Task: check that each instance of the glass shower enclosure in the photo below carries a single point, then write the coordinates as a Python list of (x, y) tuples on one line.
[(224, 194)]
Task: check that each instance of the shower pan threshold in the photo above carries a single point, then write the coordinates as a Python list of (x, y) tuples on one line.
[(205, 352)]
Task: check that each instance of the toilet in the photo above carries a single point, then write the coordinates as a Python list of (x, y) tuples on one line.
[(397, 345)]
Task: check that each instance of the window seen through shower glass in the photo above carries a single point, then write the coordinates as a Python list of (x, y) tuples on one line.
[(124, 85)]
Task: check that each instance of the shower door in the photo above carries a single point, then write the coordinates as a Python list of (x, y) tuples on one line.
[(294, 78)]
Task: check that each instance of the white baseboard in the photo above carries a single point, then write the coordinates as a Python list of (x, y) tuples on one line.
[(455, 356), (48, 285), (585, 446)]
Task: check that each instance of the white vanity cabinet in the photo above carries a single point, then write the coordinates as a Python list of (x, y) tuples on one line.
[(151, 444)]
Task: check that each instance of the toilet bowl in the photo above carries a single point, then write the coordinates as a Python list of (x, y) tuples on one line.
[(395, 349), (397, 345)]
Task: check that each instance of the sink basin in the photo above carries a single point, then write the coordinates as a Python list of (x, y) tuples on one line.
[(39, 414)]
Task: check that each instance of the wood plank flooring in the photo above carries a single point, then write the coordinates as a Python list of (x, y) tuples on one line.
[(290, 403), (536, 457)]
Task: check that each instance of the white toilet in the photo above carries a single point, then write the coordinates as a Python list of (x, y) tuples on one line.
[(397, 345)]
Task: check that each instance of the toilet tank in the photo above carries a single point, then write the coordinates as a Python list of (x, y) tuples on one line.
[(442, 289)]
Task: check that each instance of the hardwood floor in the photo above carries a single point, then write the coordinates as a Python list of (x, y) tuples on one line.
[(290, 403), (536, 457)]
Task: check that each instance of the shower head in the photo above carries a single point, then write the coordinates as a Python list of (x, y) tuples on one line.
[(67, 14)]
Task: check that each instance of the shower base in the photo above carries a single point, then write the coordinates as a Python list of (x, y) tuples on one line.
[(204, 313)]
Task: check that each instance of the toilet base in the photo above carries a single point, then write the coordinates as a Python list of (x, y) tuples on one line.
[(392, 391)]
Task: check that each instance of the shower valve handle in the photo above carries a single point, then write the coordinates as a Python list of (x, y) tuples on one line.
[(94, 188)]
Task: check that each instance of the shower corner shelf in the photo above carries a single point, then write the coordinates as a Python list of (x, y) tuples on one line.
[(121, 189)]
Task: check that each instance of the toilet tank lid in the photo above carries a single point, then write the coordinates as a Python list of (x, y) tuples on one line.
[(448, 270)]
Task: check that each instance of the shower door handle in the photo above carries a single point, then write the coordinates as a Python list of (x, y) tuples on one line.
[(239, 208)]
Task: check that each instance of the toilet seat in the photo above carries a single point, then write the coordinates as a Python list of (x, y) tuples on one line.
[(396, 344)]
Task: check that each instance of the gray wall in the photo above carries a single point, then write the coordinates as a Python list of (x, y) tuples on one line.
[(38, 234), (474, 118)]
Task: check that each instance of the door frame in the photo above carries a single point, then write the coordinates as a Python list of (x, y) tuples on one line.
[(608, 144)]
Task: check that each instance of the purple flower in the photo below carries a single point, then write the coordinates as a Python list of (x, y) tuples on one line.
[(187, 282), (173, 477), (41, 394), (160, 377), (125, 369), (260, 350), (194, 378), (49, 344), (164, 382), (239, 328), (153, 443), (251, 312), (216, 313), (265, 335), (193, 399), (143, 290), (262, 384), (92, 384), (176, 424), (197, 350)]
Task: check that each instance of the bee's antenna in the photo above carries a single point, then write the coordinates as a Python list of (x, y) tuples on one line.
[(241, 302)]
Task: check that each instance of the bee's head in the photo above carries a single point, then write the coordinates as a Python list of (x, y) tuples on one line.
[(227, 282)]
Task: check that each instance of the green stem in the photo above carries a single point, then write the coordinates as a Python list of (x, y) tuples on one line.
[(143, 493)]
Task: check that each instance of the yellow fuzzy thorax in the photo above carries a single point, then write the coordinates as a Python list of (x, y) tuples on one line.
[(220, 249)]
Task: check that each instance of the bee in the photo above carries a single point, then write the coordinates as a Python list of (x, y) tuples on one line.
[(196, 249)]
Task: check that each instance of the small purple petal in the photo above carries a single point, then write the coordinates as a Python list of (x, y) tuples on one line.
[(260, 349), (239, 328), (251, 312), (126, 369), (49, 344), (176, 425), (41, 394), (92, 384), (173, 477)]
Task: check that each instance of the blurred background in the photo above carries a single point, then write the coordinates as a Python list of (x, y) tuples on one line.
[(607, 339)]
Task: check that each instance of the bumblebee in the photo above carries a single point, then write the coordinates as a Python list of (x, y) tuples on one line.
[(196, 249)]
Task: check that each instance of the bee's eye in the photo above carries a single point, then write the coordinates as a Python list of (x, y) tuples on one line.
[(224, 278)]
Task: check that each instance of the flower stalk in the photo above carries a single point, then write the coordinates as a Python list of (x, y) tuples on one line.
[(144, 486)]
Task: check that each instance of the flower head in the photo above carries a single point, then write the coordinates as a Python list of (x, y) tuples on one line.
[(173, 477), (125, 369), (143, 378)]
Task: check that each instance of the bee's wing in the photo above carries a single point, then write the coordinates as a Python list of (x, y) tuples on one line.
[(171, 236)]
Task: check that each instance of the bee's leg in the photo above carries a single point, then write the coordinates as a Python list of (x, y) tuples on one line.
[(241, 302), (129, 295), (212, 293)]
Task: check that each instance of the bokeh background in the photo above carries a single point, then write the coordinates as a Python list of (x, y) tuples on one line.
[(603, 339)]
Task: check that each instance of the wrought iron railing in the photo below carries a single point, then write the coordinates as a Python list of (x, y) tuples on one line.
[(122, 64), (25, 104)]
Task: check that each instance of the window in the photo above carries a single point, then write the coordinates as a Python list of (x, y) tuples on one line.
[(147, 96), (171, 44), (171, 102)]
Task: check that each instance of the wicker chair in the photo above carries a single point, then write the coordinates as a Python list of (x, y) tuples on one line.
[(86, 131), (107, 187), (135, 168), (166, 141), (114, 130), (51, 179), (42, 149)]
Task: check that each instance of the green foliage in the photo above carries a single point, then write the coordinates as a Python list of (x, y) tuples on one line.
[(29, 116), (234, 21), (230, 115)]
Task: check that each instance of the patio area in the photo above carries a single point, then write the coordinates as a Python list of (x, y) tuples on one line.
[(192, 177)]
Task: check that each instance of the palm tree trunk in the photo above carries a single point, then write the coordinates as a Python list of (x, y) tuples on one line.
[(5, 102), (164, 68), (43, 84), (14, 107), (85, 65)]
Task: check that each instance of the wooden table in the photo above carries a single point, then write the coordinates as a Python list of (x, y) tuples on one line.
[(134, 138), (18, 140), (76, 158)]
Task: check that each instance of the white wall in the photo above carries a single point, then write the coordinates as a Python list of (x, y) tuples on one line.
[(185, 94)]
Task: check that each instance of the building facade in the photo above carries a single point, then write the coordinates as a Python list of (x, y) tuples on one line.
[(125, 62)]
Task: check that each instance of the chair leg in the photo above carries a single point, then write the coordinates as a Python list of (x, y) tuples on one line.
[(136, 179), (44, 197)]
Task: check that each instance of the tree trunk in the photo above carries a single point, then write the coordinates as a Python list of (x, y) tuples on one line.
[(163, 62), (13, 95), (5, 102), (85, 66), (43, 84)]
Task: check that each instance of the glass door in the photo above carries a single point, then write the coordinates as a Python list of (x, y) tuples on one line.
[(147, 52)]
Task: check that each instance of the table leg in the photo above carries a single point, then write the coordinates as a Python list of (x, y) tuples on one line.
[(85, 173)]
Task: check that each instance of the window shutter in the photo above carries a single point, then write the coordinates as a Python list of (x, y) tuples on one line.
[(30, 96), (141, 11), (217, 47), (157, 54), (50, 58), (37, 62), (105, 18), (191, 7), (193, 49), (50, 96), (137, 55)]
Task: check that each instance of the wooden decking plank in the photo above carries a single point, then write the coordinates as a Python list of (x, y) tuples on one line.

^^^^

* Given request: Render the lines of the data above, from the line containing "Task: check that each instance of the white wall" up to and including the line containing "[(163, 62), (13, 95), (5, 102), (85, 66), (43, 84)]", as a numbered list, omitting any blank lines.

* Correct answer:
1. Task: check that each instance of the white wall in the photo above carries a single point, then write the coordinates as a Python list of (x, y) tuples on one line.
2. [(185, 94)]
3. Task: check that each instance of the building facade in the photo above carries a single point, then write the coordinates as a Python list of (x, y) tuples on one line.
4. [(125, 62)]
5. Task: check that each instance of the chair leg in the photo above carries a single point, then write the coordinates as a Python list of (x, y) tuples on one line.
6. [(136, 179), (44, 197)]
7. Task: check that each instance of the tree trunk in the photo above carries a single point, then write the coordinates as a Python list of (x, y) tuples on one line.
8. [(163, 62), (13, 95), (5, 102), (85, 66), (43, 84)]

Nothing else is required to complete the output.